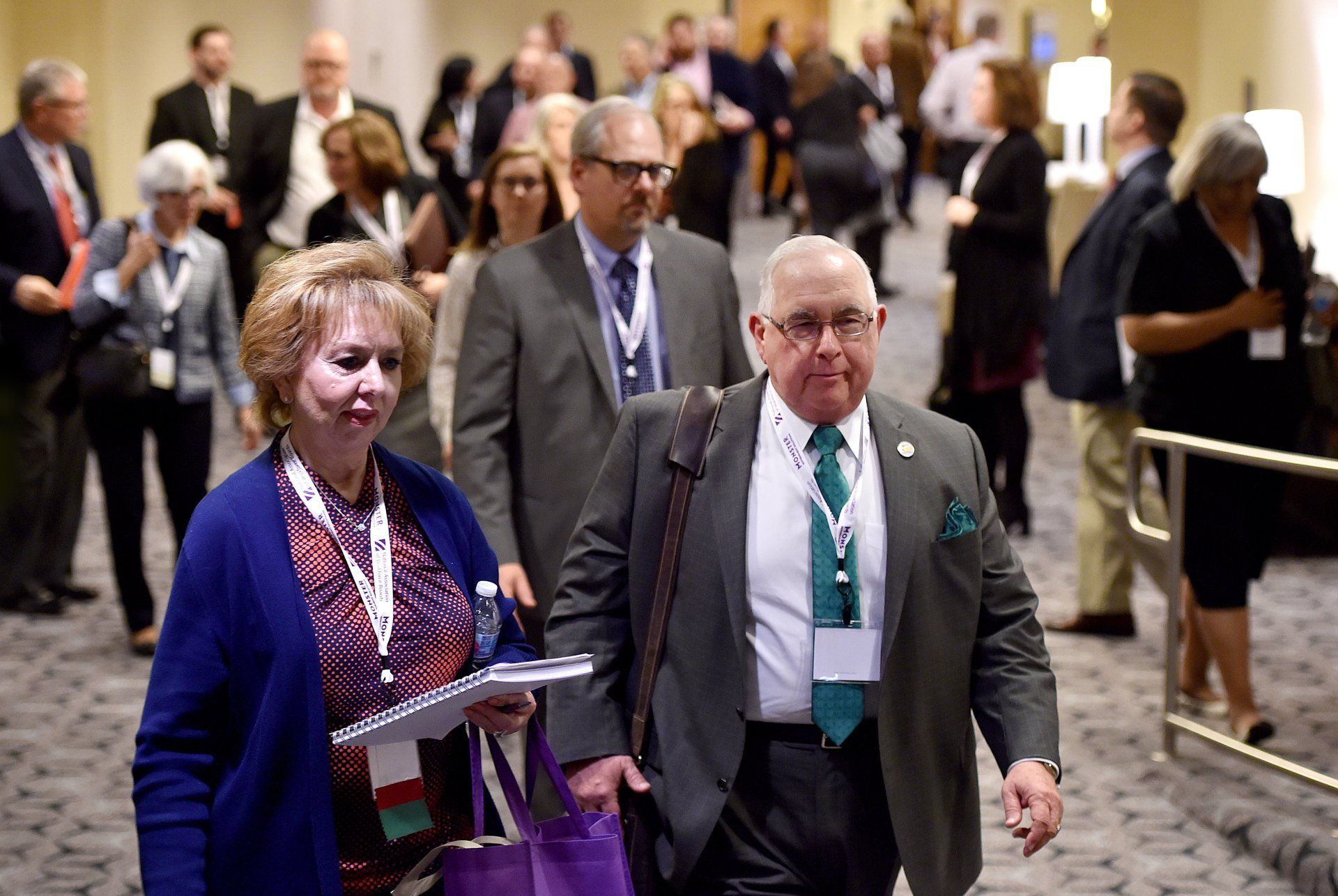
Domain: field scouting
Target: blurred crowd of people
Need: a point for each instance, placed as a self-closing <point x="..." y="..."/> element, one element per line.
<point x="114" y="327"/>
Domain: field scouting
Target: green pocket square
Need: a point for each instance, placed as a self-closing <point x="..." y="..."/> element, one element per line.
<point x="958" y="520"/>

**Objective**
Convert the whole listing above into a JSON list of strings, one string per line, skipping blank lines and leaving the pictures out.

**Written answer**
[
  "Domain: field scouting",
  "Target: blurred crowd of people",
  "Need: a point for each instance, placed as a self-closing <point x=\"...\" y=\"...\"/> element, one element per line.",
  "<point x=\"114\" y=\"327\"/>",
  "Domain: field scouting",
  "Target: green pocket square",
  "Need: a point for each instance, placed as a self-closing <point x=\"...\" y=\"...\"/> element, one element per line.",
  "<point x=\"958\" y=\"520\"/>"
]